*ESTRATTO DELLA FONTE*.
------------------------------------------------------------------------

Recensione: Non è colpa della luna, di M.L. Rio

| Non è colpa della luna, di M.L. Rio. Frassinelli, € 19,90 pp. 316 |

Silenzio in sala. Signore e signori, prego, i cellulari spenti. Nessuna foto, grazie
Si alza il sipario. Che la luce dei riflettori illumini uno a uno gli attanti: sette silhouette in nero, William Shakespeare e l'omicidio colposo in scena. Hanno interpretato Macbeth a Halloween, Romeo e Giulietta durante il ballo in maschera di Natale, Sogno di una notte di mezza estate con la mìse succinta dei pigiama party. È arrivato poi il tempo di Giulio Cesare – dramma storico o tragedia, e con Cesare o Bruto nel ruolo di autentico protagonista? –, personaggio destinato ad ascendere e cadere nell'ennesima rilettura in chiave contemporanea. Gli attori in giacca e cravatta, come nella corsa alle elezioni politiche, e un tagliacarte per arma del delitto. Di certo non cambia il finale, no; di certo non cambiano i ruoli in programma.

Quello che succede con Shakespeare è che lui è così eloquente... Parla di ciò di cui non si può parlare. Trasforma il dolore e il trionfo e l'estasi e la rabbia in parole, in qualcosa che possiamo comprendere. Rende comprensibile l'intero mistero dell'umanità. Si può giustificare qualsiasi cosa se la si rende abbastanza poetica.

La Dellecher, istituto con una retta di ventimila dollari e la crème de la crème nel corpo docenti, è infatti un microcosmo in cui vigono parti fisse e precari equilibri di potere. Alla ribalta ecco lo sprezzante Richard, nato con la camicia: cosa succederebbe se qualcuno gli negasse i riflettori e l'annunciato ruolo dell'eroe? Seguono Wren, sua cugina, ragazza pallida e cagionevole sbucata da un'epoca di gentilezza incondizionata e principesse da destare con un bacio; la facoltosa e bellissima Meredith, che per selezione naturale di Richard è prevedibilmente la ragazza; Filippa, con frequenti ruoli en travesti, un passato misterioso e un intuito finissimo, a dispetto del fare laconico; Alexander, giullare vizioso e carismatico, senza tabù in camera da letto e con il bicchiere sempre pieno alle feste; James, l'alter-ego di Richard e il suo yin: tutti lo amano, e lui magnanimamente ama tutti. Non fa eccezione il narratore, Oliver: il compagno di stanza fedele e l'ombra inseparabile, al centro di un'ambigua amicizia dalle inespresse pulsioni omoerotiche che lo fa sentire graziato per ogni affettuosa pacca sulla spalla, per ogni momento – o segreto – condiviso.

------------------------------------------------------------------------

*DATI MOSTRATI*.
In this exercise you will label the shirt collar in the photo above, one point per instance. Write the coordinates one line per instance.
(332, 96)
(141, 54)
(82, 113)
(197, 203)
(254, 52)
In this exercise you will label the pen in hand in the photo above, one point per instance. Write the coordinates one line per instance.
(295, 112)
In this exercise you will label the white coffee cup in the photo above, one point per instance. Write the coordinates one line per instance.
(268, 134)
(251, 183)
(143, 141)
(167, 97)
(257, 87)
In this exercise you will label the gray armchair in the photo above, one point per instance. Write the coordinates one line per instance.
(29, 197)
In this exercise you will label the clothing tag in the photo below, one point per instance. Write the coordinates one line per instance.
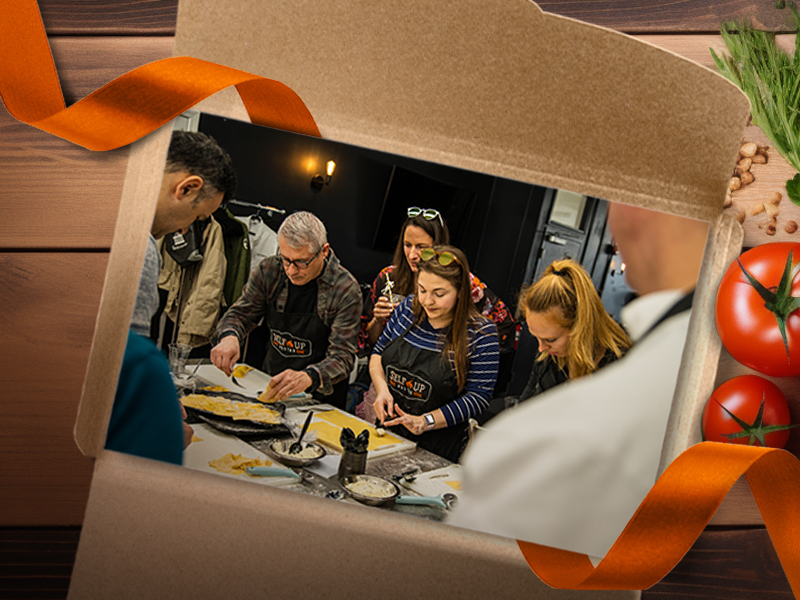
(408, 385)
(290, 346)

------------------------------------------------------------------------

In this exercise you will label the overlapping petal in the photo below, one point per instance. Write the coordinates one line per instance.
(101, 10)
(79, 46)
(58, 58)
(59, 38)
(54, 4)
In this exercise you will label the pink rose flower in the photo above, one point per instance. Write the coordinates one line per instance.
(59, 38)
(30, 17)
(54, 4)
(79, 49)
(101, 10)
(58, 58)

------------------------------------------------------------------------

*CONSEGNA 1*.
Secondo la recensione, a quanto ammonta la retta della Dellecher?
*CONSEGNA 2*.
Filtra i record e trascrivi ogni riga che contiene la stringa "Write", distinguendo tra maiuscole e minuscole.

*RISPOSTA COMPLETA 1*.
Ventimila dollari.

*RISPOSTA COMPLETA 2*.
In this exercise you will label the shirt collar in the photo above, one point per instance. Write the coordinates one line per instance.
In this exercise you will label the pen in hand in the photo above, one point per instance. Write the coordinates one line per instance.
In this exercise you will label the white coffee cup in the photo above, one point per instance. Write the coordinates one line per instance.
In this exercise you will label the gray armchair in the photo above, one point per instance. Write the coordinates one line per instance.
In this exercise you will label the clothing tag in the photo below, one point per instance. Write the coordinates one line per instance.
In this exercise you will label the overlapping petal in the photo below, one point per instance. Write the coordinates one line per instance.
In this exercise you will label the pink rose flower in the photo above, one point per instance. Write the coordinates one line per instance.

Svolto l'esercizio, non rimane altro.